Written instruction
Show every line of the records below that contains the string "shirt", matching case exactly.

Entries from a point annotation set
## Begin

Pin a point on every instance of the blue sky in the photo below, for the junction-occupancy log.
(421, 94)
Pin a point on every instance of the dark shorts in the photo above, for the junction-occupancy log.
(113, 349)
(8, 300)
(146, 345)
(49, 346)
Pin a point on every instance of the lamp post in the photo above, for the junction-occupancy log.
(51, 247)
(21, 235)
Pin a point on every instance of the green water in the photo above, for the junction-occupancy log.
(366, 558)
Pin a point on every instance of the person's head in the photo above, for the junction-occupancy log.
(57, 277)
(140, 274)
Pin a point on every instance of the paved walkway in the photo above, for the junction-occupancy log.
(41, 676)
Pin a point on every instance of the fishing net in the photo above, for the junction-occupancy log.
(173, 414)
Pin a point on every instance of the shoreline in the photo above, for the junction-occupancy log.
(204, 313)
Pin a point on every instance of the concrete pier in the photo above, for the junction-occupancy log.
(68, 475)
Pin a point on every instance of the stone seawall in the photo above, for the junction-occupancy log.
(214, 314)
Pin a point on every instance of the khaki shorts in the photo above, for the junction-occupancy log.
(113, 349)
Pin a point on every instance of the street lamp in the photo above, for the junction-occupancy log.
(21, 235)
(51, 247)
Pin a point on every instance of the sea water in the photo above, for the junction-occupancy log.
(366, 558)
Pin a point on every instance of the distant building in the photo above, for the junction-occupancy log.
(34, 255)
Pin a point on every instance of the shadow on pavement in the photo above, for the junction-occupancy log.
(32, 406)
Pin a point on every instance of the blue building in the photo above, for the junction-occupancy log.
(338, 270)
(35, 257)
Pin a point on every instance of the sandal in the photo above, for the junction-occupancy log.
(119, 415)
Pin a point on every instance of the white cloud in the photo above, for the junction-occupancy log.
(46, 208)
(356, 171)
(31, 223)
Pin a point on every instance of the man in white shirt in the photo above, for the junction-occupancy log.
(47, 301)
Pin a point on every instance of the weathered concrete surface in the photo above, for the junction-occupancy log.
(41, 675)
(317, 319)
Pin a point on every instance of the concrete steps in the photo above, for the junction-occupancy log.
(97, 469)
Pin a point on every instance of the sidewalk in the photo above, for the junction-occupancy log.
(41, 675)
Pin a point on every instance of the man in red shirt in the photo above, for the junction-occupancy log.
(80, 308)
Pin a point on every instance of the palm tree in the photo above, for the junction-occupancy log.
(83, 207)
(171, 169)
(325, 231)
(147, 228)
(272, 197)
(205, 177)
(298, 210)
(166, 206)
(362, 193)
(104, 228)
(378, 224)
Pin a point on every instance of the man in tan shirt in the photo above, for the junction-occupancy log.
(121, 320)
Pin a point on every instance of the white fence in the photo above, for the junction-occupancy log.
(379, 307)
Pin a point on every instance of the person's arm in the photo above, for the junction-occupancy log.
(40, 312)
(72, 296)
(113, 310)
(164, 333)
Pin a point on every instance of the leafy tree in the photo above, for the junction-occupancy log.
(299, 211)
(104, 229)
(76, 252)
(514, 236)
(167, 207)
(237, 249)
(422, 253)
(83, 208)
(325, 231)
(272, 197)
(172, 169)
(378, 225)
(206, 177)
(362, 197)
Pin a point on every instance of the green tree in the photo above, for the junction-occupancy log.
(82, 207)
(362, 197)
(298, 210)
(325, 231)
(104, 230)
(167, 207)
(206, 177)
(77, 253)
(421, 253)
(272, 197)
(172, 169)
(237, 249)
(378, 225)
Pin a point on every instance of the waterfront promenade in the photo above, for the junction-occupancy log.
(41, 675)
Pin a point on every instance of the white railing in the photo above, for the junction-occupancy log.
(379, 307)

## End
## Begin

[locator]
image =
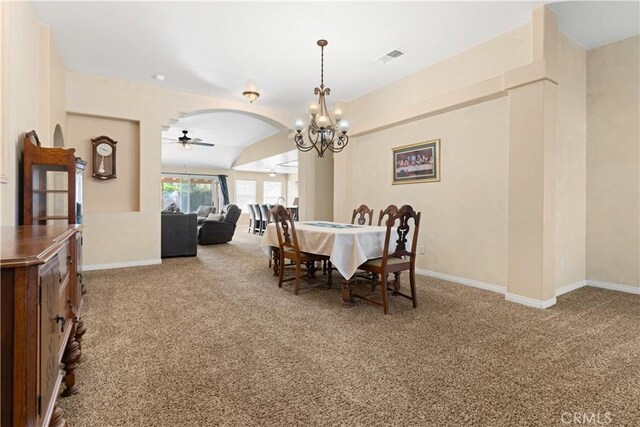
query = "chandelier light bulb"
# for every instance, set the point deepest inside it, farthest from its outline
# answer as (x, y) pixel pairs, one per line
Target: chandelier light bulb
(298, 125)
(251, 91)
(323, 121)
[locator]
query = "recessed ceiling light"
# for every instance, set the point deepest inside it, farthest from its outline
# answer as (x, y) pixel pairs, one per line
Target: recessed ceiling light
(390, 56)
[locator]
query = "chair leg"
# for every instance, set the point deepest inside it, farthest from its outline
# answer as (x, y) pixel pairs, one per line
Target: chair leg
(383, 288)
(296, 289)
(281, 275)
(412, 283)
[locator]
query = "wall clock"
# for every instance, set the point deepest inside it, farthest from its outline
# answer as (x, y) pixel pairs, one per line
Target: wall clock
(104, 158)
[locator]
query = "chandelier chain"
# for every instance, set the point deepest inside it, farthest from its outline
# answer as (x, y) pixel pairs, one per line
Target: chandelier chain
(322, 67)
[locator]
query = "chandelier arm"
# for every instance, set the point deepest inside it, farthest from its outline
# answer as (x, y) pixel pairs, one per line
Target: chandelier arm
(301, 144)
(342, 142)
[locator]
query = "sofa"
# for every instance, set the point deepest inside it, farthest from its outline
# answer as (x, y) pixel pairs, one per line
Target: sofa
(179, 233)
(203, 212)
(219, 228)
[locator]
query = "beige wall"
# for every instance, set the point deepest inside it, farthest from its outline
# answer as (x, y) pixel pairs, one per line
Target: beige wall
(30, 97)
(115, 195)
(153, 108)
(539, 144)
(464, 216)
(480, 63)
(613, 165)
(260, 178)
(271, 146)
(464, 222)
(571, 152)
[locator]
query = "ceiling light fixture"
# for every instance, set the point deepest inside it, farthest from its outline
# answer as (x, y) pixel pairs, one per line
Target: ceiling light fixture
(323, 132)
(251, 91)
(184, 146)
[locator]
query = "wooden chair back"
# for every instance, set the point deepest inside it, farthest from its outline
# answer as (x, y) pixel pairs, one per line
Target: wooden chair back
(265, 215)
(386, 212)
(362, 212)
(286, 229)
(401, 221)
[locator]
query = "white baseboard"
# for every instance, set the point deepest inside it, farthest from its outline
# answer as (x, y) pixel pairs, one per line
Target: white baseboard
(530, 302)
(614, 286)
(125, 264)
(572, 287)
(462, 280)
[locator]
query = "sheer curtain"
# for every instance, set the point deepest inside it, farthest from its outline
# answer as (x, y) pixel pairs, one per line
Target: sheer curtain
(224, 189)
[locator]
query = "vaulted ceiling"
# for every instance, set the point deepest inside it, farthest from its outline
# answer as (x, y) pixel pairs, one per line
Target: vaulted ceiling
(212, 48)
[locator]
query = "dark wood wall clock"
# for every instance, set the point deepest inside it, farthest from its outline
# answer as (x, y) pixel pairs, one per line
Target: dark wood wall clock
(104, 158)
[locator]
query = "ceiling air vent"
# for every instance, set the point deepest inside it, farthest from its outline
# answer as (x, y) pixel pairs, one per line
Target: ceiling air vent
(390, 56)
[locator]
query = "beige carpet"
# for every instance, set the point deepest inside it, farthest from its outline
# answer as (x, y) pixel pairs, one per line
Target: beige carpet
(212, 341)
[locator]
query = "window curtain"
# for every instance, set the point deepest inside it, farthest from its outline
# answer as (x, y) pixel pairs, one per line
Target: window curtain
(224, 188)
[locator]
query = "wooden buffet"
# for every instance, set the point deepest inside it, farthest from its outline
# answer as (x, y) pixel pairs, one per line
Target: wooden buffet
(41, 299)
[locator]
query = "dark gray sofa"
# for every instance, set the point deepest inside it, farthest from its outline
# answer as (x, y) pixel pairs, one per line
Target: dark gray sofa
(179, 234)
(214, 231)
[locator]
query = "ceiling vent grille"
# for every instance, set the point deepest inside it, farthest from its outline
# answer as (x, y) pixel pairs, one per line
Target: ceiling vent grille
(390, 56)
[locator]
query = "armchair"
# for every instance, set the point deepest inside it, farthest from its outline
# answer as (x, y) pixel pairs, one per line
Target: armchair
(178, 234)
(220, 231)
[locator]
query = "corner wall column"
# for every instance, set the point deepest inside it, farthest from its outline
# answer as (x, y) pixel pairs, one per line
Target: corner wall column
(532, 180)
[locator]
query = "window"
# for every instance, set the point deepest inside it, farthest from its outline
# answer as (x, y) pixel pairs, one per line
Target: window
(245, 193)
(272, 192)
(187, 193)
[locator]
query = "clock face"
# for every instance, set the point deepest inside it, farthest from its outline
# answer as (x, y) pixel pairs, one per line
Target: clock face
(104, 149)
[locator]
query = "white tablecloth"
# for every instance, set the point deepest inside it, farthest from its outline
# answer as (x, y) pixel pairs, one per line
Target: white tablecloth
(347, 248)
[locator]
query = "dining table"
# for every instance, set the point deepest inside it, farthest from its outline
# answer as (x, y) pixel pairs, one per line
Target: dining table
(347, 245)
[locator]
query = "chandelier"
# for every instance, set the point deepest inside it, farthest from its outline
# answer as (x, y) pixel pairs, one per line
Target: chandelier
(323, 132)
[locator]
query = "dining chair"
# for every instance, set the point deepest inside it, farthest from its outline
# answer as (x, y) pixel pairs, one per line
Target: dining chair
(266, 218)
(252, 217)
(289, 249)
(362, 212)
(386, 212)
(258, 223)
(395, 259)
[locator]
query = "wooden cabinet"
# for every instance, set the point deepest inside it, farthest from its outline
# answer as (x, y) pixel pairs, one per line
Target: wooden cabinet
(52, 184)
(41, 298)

## End
## Begin

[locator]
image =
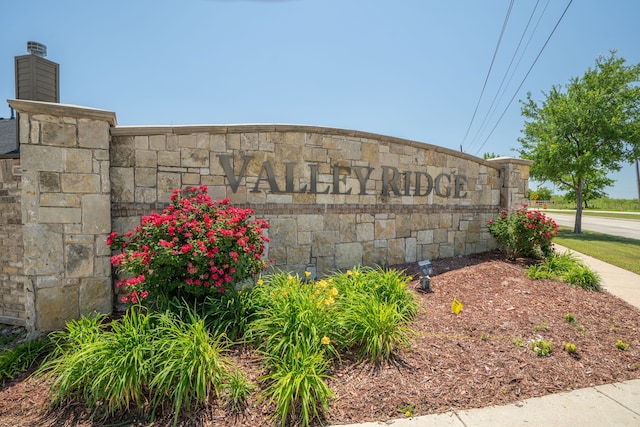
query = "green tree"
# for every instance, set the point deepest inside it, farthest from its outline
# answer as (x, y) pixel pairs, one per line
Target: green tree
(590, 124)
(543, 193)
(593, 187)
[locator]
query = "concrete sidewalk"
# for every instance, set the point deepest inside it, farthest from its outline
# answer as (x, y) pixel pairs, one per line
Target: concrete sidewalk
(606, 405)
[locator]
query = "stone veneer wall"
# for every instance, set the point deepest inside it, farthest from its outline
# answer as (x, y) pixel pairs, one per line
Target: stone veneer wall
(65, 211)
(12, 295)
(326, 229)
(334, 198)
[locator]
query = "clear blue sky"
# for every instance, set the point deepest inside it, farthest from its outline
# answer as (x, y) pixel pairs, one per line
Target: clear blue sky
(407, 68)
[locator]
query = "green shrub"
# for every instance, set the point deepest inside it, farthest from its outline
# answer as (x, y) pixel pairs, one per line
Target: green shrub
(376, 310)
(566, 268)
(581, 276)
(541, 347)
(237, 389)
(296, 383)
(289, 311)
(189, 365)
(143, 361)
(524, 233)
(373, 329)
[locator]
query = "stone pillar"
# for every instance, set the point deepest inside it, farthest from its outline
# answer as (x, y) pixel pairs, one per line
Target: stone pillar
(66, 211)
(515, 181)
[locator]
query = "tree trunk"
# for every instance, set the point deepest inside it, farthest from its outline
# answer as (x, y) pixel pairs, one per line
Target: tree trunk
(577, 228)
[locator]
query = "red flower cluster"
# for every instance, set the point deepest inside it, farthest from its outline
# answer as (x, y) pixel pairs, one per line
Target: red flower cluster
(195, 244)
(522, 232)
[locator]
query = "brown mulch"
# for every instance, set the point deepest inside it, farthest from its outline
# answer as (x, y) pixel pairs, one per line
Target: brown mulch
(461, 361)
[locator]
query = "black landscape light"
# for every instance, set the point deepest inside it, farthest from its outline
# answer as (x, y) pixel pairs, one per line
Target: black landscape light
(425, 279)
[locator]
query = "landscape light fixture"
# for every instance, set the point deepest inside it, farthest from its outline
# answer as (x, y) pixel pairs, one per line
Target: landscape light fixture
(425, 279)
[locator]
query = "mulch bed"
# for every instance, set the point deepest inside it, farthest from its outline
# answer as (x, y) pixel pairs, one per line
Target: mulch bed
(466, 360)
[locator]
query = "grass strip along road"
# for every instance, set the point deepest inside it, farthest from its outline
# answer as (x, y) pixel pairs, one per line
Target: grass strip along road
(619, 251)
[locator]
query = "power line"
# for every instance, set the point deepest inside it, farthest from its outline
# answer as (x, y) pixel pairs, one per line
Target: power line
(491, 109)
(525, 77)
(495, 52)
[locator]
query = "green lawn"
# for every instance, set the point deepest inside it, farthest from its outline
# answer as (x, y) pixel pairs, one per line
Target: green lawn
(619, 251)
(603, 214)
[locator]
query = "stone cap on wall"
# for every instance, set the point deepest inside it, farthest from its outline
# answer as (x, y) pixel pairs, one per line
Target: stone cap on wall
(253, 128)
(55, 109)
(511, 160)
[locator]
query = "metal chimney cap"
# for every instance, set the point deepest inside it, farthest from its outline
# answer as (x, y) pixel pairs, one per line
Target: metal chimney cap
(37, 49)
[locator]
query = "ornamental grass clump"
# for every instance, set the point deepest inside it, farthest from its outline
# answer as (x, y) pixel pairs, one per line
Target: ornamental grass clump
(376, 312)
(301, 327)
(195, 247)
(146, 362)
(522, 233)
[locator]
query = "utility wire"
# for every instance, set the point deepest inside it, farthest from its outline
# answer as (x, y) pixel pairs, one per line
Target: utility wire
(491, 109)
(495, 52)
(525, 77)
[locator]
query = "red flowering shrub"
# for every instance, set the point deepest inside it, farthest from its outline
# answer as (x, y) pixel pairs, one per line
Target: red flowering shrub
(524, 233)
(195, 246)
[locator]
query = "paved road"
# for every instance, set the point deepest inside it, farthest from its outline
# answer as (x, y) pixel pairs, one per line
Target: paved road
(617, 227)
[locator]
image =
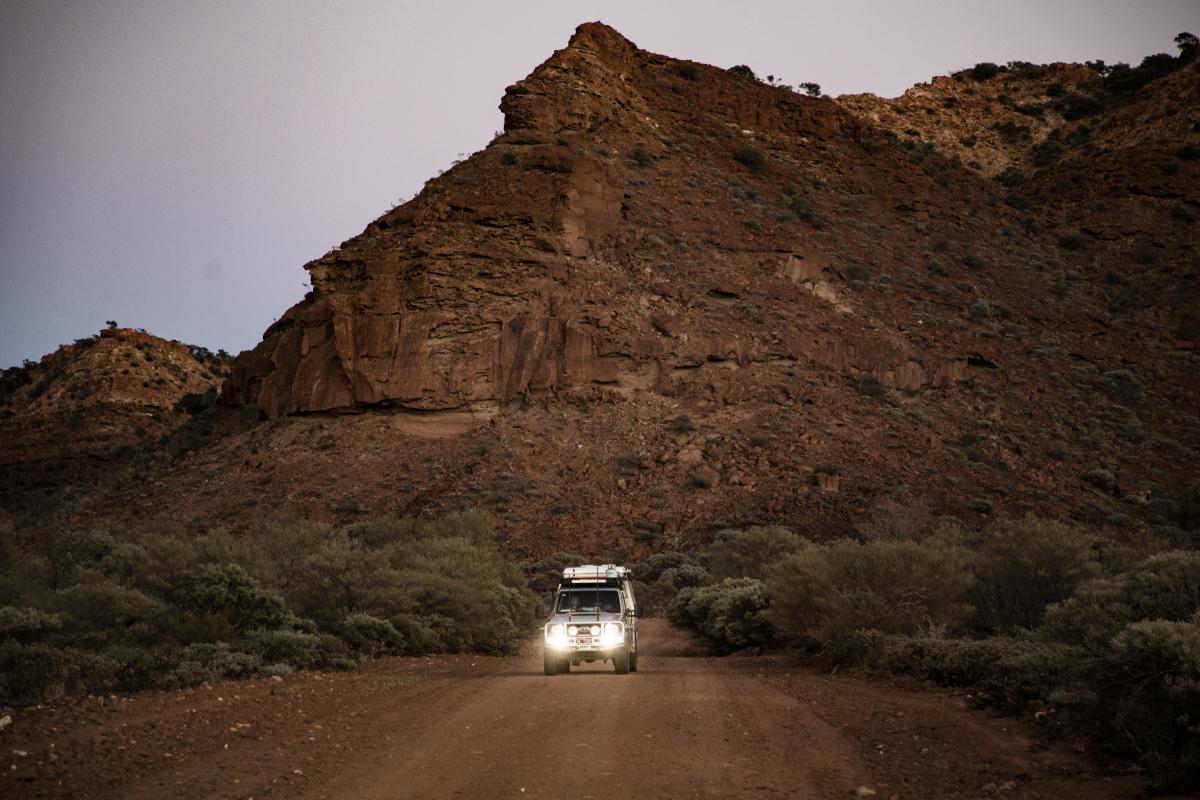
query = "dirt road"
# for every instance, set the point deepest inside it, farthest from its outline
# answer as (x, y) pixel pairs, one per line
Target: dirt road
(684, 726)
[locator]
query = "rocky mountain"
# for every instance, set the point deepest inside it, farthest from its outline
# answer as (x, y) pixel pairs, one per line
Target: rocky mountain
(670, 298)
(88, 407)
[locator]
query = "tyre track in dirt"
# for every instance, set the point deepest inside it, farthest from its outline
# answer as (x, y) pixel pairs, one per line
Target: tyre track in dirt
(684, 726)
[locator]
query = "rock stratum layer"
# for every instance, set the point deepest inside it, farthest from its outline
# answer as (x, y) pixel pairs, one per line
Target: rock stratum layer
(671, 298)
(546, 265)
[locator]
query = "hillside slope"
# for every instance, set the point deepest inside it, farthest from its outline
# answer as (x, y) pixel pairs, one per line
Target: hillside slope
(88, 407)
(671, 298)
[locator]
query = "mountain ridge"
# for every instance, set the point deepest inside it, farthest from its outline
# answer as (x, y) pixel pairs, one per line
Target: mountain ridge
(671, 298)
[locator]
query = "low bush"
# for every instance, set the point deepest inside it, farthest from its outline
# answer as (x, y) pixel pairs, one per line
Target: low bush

## End

Solution
Pin a point on every instance of the man in white shirt in the photo above, for the junction-occupancy log.
Pin a point on every instance of the man in red shirt in the photo above, for the junction-occupancy log.
Pin a point on every instance of the man in tan shirt in the photo above, for the junction-occupancy log.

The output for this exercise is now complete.